EXERCISE DESCRIPTION.
Put every one of the rows below into a numbered list, omitting any blank lines.

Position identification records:
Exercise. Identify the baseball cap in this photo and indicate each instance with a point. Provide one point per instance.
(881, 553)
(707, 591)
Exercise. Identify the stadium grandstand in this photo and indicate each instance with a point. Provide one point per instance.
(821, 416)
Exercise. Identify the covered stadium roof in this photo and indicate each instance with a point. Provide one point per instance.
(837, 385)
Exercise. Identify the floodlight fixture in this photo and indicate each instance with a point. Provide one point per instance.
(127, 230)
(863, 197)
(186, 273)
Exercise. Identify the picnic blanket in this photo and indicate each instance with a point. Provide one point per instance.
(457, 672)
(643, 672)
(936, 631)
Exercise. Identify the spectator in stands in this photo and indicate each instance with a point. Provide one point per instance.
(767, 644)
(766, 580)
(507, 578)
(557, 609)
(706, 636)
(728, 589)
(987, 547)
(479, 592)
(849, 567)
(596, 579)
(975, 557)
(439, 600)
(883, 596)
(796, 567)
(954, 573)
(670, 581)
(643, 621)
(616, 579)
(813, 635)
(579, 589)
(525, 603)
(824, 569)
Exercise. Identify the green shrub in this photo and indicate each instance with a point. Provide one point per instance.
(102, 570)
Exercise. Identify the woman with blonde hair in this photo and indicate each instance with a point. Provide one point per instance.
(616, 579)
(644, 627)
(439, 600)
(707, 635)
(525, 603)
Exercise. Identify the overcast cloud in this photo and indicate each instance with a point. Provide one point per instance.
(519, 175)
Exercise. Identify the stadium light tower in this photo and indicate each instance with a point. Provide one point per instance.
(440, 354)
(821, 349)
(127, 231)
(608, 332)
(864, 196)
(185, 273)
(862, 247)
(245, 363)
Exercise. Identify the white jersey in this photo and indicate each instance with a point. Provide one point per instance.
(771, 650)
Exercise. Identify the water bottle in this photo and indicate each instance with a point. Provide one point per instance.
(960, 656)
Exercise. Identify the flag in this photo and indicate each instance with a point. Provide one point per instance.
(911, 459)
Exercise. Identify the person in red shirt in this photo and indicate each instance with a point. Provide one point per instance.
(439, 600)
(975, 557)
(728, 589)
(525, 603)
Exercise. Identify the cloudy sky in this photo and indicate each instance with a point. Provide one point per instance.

WRITTEN RESPONSE.
1. Exercise. Identify the baseball cap in this photo and indicate each instance with a point. Provide one point per instance.
2. (881, 553)
3. (707, 591)
4. Exercise. Identify the stadium grandstand in this photo and indicate each instance with a point. Provide one point per instance.
5. (821, 416)
6. Exercise. Identify the covered stadium roof in this photo and indicate each instance with a point. Provide one point per instance.
7. (837, 385)
8. Exercise. Identify the floodlight fixture in this photo and indicate each instance with a point. Provide one point per instance.
9. (127, 230)
10. (863, 197)
11. (186, 273)
12. Exercise. Identify the picnic blanket in this photo and indicate each instance with a point. Provide one point per instance.
13. (457, 672)
14. (643, 672)
15. (936, 631)
16. Exercise. Identify the spectator in stands in this photo and indicate each instance with a point. Provide one point per instance.
17. (767, 644)
18. (766, 580)
19. (507, 578)
20. (557, 609)
21. (706, 636)
22. (728, 589)
23. (987, 547)
24. (479, 592)
25. (849, 567)
26. (596, 579)
27. (975, 557)
28. (439, 600)
29. (883, 596)
30. (796, 567)
31. (954, 573)
32. (670, 581)
33. (643, 621)
34. (616, 579)
35. (813, 635)
36. (579, 589)
37. (525, 603)
38. (824, 569)
39. Exercise. Identify the green shrub in this photo and indicate each instance with a point. Provide one point per instance.
40. (102, 570)
41. Exercise. Identify the woman with blonde hair in this photo and indicate each instance with a point. Provide one point per instance.
42. (616, 579)
43. (644, 627)
44. (439, 600)
45. (707, 635)
46. (525, 603)
47. Exercise. Identify the overcast cloud in this photo and indicate each instance with a point. Provide one point per instance.
48. (519, 175)
49. Exercise. Identify the stadium light tower in this photo and indicate each instance with a point. Provide one point per instance.
50. (440, 354)
51. (821, 349)
52. (127, 231)
53. (608, 332)
54. (864, 196)
55. (185, 273)
56. (862, 247)
57. (245, 363)
58. Exercise. Identify the white jersey in this photo and indicate each instance with a point. Provide one point per instance.
59. (771, 650)
60. Exercise. Identify the water bottle in this photo and indicate each instance with a point. Provide one point per instance.
61. (960, 656)
62. Exercise. Identify the flag in this photo and indicate each instance with a point. Provide one point per instance.
63. (911, 459)
64. Exercise. Identify the person in red shirt in this photo and indicate each instance with a point. Provide one point per instance.
65. (439, 600)
66. (975, 557)
67. (728, 589)
68. (525, 603)
69. Exercise. Identify the cloudy sky in this photo and indicate each instance with a point. Provide one point per instance.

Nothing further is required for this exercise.